TO DO — Turn the lines of data below into a numbered list, skipping any blank lines.

Detection examples:
## Start

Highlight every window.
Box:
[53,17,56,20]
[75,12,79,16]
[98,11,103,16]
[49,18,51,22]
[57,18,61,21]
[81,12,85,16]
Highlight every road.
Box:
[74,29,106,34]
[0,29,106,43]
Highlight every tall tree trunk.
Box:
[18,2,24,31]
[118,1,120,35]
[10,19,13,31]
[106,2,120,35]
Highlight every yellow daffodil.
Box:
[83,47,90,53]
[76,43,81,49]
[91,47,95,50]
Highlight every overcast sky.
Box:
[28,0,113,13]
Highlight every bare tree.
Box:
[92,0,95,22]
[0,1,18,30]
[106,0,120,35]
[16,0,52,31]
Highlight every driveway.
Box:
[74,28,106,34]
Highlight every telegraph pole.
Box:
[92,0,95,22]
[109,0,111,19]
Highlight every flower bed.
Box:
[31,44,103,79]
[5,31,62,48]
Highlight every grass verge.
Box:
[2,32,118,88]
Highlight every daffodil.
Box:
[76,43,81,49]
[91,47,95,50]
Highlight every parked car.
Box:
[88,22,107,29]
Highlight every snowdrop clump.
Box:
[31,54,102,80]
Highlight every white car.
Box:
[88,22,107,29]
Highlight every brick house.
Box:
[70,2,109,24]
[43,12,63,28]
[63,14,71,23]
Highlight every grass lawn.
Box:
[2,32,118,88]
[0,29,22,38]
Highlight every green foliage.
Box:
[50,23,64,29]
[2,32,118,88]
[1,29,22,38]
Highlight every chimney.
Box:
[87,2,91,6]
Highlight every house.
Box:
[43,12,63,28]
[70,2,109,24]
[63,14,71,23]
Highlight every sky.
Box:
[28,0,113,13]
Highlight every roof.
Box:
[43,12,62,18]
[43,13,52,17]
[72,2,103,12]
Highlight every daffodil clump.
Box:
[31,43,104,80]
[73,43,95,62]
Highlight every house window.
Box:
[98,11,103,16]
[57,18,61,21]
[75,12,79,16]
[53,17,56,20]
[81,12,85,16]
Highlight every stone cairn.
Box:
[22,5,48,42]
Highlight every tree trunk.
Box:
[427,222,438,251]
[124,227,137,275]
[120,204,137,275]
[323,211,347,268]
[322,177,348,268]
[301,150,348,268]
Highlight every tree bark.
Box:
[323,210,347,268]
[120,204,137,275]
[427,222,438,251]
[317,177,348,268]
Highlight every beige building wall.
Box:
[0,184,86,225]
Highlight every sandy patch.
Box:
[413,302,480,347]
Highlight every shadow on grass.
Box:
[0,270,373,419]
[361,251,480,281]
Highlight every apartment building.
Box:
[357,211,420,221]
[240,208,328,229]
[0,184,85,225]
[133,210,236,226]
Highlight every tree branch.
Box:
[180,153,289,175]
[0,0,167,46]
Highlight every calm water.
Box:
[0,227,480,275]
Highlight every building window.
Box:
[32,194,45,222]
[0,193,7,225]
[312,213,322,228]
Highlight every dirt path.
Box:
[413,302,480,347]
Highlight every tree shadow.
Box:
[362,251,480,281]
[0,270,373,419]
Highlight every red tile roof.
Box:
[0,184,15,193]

## End

REPLY TO THE TASK —
1. Highlight every window.
2. Box:
3. [53,17,56,20]
4. [75,12,79,16]
5. [98,11,103,16]
6. [49,18,51,22]
7. [57,18,61,21]
8. [81,12,85,16]
9. Highlight every road.
10. Box:
11. [74,29,106,34]
12. [0,29,106,43]
13. Highlight every tall tree trunk.
14. Box:
15. [18,2,24,31]
16. [118,1,120,35]
17. [10,19,13,31]
18. [106,2,120,35]
19. Highlight every yellow daffodil.
20. Box:
21. [83,47,90,53]
22. [76,43,81,49]
23. [91,47,95,50]
24. Highlight every overcast sky.
25. Box:
26. [28,0,113,13]
27. Highlight every bare tree.
28. Box:
29. [92,0,95,22]
30. [0,1,18,30]
31. [106,0,120,35]
32. [16,0,52,31]
33. Highlight every driveway.
34. Box:
35. [74,28,106,34]
36. Highlight every telegraph pole.
37. Box:
38. [92,0,95,22]
39. [109,0,111,19]
40. Highlight every flower bed.
41. Box:
42. [31,44,103,79]
43. [5,31,62,48]
44. Highlight every grass verge.
45. Box:
46. [2,32,118,88]
47. Highlight every daffodil.
48. Box:
49. [76,43,81,49]
50. [91,47,95,50]
51. Highlight every parked car.
52. Box:
53. [88,22,107,29]
54. Highlight every snowdrop clump.
55. Box:
56. [31,54,102,80]
57. Highlight every white car.
58. Box:
59. [88,22,107,29]
60. Highlight every brick house.
61. Box:
62. [70,2,109,24]
63. [43,12,63,28]
64. [63,14,71,23]
65. Highlight every grass lawn.
66. Box:
67. [2,32,118,88]
68. [0,29,22,38]
69. Highlight every green foliage.
70. Box:
71. [50,23,64,29]
72. [2,32,118,88]
73. [1,29,22,38]
74. Highlight every chimney.
75. Box:
76. [87,2,91,6]
77. Highlight every house.
78. Box:
79. [43,12,63,28]
80. [70,2,109,24]
81. [63,14,71,23]
82. Highlight every sky.
83. Box:
84. [28,0,113,13]
85. Highlight every roof.
86. Box:
87. [43,12,62,18]
88. [43,13,52,17]
89. [72,2,103,12]
90. Highlight every daffodil clump.
91. Box:
92. [31,43,104,80]
93. [73,43,95,62]
94. Highlight every house window.
95. Box:
96. [98,11,103,16]
97. [57,18,61,21]
98. [75,12,79,16]
99. [53,17,56,20]
100. [81,12,85,16]
101. Highlight every stone cairn.
102. Box:
103. [22,5,48,42]
104. Highlight every tree trunk.
105. Box:
106. [427,222,438,251]
107. [124,227,137,275]
108. [120,204,137,275]
109. [323,211,347,268]
110. [322,177,348,268]
111. [301,150,348,268]
112. Highlight every tree bark.
113. Box:
114. [323,210,347,268]
115. [120,204,137,275]
116. [427,222,438,251]
117. [317,177,348,268]
118. Highlight every beige building wall.
119. Box:
120. [0,184,86,225]
121. Highlight every sandy patch.
122. Box:
123. [413,302,480,347]
124. Highlight every shadow on grass.
125. Box:
126. [0,270,373,419]
127. [361,251,480,281]
128. Highlight every apartment building.
129. Box:
130. [357,211,420,221]
131. [240,208,328,229]
132. [0,184,85,225]
133. [133,210,236,226]
134. Highlight every tree branch.
135. Box:
136. [180,153,289,175]
137. [0,0,167,46]
138. Highlight every calm water.
139. Box:
140. [0,227,480,275]
141. Highlight every building window.
142. Box:
143. [32,194,45,222]
144. [0,193,7,225]
145. [312,213,322,228]
146. Highlight every dirt path.
147. Box:
148. [413,302,480,347]
149. Highlight every tree shadow.
150. Box:
151. [362,251,480,281]
152. [0,270,373,419]
153. Highlight every red tile roof.
154. Box:
155. [0,184,15,193]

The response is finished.